Everything except the pictures should be printed exactly as it appears in the records.
######
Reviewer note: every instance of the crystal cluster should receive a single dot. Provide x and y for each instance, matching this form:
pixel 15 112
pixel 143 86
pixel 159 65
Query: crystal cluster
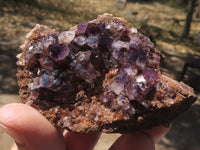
pixel 93 57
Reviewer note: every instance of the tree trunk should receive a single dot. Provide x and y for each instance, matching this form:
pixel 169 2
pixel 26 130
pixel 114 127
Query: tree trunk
pixel 189 19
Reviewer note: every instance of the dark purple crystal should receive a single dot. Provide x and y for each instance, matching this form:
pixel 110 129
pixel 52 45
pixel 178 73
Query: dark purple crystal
pixel 93 41
pixel 150 75
pixel 46 80
pixel 46 63
pixel 59 51
pixel 80 40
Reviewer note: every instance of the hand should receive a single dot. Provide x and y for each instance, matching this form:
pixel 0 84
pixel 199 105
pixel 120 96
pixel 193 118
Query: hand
pixel 32 131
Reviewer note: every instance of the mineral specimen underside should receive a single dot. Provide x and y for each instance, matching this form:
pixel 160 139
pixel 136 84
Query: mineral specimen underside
pixel 99 75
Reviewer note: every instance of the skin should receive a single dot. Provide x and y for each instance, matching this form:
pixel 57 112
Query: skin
pixel 32 131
######
**WRITTEN ANSWER**
Reviewer note: every instance of the crystal cluster should receive a single dot. Provide x and y for each instance, matching this form:
pixel 15 112
pixel 143 86
pixel 159 65
Query: crystal cluster
pixel 93 57
Reviewer note: every instance of the tree trunk should receive a single dot. Provide x and y for each instance, matching this form:
pixel 169 2
pixel 26 130
pixel 114 127
Query: tree trunk
pixel 189 19
Reviewer note: every instance of the dark purple crystal should receive a single dot. Provide x and y for each instance, matching this form:
pixel 110 129
pixel 52 45
pixel 178 73
Query: dark purple crystal
pixel 93 41
pixel 150 75
pixel 46 80
pixel 46 63
pixel 59 51
pixel 80 40
Reviewer note: every instance of the hand should receive a single dot. Provide x and y for each instance, matching this form:
pixel 0 84
pixel 199 105
pixel 120 96
pixel 193 118
Query: hand
pixel 32 131
Reviewer note: every instance of the mineral specimen underside should receive a single dot. Provide x and y for each instance, matching this form:
pixel 160 139
pixel 136 84
Query: mineral specimen underside
pixel 99 75
Reviewer note: every instance of the skin should receive a single dot. Provide x and y for each instance, matching this form:
pixel 57 112
Query: skin
pixel 32 131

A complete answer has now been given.